■ **INSTRUCTIONS TO FOLLOW**: Reproduce only the lines from the line containing "Task: put a point on every instance of the dark" to the end of the entries below, including both of those lines.

■ **MATERIAL PROVIDED**:
★ ★ ★ ★

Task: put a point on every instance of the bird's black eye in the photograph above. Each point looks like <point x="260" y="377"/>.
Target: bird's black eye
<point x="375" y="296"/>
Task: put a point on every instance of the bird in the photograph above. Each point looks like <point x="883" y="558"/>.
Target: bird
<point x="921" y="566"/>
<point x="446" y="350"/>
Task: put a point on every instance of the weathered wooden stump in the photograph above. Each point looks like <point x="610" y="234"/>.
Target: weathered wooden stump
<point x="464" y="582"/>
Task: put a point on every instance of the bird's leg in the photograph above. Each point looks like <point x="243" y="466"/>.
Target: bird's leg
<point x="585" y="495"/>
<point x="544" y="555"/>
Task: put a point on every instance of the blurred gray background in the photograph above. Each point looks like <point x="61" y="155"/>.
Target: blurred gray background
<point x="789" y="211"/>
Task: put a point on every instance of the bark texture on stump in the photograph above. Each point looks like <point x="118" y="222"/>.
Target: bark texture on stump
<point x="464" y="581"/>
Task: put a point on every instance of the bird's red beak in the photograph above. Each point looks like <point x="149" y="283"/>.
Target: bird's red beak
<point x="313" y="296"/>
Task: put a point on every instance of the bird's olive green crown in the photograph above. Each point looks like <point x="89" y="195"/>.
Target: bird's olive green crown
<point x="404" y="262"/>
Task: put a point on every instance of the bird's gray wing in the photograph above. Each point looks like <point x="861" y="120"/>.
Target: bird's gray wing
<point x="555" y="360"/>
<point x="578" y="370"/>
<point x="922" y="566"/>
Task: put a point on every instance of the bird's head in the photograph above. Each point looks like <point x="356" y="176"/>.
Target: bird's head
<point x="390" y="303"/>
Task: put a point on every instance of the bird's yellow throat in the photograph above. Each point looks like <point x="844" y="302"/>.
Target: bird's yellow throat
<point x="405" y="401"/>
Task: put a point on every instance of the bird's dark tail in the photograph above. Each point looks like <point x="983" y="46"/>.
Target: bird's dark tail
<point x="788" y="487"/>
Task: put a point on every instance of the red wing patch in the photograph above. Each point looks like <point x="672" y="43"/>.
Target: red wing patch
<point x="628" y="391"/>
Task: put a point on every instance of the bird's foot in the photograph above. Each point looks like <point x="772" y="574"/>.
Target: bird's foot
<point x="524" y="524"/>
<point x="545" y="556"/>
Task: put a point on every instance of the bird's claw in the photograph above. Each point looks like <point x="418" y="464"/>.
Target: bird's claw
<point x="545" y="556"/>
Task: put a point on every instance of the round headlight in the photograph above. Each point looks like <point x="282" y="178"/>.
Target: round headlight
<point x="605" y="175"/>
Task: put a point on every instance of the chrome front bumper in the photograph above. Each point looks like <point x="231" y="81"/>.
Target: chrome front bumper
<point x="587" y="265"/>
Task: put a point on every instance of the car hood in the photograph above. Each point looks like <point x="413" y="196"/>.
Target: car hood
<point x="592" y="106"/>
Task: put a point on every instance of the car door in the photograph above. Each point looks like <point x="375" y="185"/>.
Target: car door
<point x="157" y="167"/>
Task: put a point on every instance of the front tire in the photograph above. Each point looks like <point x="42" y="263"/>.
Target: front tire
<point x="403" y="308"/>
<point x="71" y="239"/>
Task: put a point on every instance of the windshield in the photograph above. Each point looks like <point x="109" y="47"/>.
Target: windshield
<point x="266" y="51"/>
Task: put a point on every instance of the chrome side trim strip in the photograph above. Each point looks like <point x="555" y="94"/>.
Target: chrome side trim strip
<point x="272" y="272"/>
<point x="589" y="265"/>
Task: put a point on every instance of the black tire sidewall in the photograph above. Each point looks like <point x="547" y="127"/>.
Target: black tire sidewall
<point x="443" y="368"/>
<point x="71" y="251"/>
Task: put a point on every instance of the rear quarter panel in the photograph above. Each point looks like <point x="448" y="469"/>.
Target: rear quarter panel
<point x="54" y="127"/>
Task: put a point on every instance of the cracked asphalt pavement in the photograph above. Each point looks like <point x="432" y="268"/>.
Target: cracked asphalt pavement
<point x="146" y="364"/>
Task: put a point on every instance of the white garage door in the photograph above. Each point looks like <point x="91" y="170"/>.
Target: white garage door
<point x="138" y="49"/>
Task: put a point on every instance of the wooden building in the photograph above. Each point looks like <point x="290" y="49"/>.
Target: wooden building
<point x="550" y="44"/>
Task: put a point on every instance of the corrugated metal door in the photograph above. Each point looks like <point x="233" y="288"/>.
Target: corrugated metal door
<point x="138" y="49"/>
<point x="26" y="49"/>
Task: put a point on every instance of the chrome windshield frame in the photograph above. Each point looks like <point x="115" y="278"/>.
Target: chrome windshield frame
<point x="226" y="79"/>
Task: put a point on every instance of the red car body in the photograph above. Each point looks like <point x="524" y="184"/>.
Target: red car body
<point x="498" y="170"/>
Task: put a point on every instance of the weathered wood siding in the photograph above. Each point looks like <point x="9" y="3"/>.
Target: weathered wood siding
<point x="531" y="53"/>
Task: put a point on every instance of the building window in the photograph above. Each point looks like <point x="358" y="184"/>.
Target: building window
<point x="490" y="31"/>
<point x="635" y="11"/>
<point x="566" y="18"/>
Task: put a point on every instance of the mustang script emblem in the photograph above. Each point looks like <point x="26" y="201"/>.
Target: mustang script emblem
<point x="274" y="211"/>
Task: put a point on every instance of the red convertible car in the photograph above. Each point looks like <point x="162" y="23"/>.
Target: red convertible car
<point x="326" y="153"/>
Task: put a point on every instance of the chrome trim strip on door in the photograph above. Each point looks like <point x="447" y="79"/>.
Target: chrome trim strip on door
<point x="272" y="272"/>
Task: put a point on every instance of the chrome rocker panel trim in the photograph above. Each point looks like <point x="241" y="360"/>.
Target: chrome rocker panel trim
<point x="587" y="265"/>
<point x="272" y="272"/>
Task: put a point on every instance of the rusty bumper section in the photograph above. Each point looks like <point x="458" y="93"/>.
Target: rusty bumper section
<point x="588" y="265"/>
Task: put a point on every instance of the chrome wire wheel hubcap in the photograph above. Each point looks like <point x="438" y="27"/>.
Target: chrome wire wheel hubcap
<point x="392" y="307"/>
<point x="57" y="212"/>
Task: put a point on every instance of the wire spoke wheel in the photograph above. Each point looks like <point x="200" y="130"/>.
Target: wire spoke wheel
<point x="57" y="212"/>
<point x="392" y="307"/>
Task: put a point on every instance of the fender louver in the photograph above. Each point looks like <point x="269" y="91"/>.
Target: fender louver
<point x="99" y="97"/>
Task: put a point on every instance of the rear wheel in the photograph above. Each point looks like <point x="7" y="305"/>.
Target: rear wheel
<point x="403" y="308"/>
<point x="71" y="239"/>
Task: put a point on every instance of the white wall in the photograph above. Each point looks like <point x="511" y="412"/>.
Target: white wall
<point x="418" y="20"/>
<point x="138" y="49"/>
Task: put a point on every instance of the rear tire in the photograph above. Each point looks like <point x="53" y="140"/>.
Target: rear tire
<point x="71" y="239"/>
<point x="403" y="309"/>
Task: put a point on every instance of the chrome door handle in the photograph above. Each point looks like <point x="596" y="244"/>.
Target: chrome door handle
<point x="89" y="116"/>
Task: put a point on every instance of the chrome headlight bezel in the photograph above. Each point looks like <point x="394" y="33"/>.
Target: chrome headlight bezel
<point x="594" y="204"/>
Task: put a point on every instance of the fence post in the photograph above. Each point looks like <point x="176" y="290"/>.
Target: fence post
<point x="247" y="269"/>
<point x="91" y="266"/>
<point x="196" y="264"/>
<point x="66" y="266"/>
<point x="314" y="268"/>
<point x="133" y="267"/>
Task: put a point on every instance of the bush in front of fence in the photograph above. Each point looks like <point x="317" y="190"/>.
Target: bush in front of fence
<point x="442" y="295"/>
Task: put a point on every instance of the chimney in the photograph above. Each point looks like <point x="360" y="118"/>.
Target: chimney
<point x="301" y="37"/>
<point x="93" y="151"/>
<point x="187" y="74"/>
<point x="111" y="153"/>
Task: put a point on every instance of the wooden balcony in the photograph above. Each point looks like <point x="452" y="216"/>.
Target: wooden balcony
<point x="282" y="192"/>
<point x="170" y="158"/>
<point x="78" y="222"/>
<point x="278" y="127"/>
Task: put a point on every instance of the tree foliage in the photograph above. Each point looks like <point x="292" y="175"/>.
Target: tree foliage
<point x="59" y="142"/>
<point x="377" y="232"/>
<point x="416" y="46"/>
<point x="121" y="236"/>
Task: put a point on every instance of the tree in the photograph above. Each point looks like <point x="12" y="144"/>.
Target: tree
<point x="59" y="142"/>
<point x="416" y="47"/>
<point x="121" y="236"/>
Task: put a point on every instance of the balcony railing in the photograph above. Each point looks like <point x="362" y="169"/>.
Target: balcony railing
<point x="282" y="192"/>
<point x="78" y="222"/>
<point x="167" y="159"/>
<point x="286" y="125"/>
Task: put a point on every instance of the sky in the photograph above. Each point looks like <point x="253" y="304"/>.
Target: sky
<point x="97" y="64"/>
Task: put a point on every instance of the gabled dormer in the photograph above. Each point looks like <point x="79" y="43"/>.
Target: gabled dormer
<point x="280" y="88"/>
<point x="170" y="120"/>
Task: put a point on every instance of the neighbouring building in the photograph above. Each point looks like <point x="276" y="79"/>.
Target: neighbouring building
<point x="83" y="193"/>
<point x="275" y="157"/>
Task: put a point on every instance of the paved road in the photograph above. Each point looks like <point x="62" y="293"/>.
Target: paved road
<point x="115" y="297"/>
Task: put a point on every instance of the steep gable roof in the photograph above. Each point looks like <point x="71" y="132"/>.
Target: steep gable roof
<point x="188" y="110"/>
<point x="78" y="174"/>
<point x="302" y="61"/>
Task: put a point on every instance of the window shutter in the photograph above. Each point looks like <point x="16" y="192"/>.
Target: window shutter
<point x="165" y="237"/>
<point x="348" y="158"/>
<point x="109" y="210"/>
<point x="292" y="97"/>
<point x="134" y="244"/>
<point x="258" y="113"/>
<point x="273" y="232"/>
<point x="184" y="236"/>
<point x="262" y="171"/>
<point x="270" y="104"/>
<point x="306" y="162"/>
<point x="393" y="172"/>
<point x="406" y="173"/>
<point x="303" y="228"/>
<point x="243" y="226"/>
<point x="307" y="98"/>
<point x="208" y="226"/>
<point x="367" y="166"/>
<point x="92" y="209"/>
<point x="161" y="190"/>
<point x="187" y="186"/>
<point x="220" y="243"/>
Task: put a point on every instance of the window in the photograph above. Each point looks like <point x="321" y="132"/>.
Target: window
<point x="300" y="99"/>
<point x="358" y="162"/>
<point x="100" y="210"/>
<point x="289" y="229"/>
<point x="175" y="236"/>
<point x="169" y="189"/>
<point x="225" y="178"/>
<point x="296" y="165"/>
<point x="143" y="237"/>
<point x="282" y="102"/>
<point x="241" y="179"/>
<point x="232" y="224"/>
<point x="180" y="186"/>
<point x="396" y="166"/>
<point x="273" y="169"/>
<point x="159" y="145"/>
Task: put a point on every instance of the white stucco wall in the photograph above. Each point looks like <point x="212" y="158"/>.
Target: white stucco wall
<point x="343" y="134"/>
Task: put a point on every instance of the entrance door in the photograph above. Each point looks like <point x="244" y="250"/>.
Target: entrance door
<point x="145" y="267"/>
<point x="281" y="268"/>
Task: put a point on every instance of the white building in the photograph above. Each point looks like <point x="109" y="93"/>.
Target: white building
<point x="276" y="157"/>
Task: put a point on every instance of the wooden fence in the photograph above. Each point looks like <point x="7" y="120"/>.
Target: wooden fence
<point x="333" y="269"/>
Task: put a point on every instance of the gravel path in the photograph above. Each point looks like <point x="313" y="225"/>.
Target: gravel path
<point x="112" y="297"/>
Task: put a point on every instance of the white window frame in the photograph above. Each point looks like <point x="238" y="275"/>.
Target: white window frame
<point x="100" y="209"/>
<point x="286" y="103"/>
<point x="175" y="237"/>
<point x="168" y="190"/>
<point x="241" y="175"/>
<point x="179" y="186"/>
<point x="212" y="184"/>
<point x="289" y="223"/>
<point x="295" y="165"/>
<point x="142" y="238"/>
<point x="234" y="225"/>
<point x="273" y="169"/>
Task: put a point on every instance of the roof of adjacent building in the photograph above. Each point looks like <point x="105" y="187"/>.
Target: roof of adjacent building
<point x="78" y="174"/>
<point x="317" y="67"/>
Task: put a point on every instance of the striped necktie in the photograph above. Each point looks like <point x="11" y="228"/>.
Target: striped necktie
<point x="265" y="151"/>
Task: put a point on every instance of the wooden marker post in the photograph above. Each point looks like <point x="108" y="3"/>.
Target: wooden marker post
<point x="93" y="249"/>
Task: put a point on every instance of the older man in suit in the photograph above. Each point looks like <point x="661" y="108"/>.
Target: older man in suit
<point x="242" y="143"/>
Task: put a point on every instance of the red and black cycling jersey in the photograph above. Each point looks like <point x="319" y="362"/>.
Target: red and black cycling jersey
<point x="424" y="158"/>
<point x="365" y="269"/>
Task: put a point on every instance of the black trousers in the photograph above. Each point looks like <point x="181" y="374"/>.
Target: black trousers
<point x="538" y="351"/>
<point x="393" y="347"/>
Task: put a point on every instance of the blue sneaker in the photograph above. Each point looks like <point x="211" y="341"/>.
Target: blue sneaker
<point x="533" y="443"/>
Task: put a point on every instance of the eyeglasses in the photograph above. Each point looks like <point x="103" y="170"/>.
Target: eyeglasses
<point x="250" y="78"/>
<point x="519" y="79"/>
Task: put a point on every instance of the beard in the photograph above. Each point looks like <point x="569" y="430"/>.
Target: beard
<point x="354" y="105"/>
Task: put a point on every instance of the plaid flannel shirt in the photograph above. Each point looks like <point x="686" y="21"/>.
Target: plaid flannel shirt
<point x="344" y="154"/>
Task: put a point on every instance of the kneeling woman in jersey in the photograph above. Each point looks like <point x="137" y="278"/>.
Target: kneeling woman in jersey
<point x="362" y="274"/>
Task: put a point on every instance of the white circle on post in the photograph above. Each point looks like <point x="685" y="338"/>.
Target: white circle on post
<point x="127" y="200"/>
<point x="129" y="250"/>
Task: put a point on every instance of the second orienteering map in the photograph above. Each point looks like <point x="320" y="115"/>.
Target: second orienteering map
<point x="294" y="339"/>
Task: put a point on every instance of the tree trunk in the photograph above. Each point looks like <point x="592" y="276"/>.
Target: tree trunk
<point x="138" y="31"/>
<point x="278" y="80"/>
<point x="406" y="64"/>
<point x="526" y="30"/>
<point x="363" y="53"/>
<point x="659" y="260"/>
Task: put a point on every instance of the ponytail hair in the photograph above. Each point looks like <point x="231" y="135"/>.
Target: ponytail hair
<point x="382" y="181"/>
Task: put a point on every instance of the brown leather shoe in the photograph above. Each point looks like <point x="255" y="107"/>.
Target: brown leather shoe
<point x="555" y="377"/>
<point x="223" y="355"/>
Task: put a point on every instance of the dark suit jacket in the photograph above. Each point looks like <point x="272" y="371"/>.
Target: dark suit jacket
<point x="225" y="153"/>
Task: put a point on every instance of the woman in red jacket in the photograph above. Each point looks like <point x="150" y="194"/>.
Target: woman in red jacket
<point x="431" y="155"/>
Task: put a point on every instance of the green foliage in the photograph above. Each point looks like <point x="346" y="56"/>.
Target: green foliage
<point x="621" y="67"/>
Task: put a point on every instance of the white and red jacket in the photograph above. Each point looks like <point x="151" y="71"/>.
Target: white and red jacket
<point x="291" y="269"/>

★ ★ ★ ★

■ **THE RESPONSE**:
Task: put a point on every instance of the dark suit jacket in the photograph above. Each point looks like <point x="272" y="371"/>.
Target: dark suit jacket
<point x="225" y="153"/>
Task: put a point on every instance of the woman in red jacket in the photograph above. Each point looks like <point x="150" y="194"/>.
Target: woman in red jacket
<point x="431" y="155"/>
Task: put a point on every instance of the green foliage in the photograph above. Each point looks like <point x="346" y="56"/>.
Target: green foliage
<point x="621" y="67"/>
Task: put a point on every instance of the white and red jacket in the photograph above. Each point looks like <point x="151" y="71"/>.
Target: white and red jacket
<point x="291" y="269"/>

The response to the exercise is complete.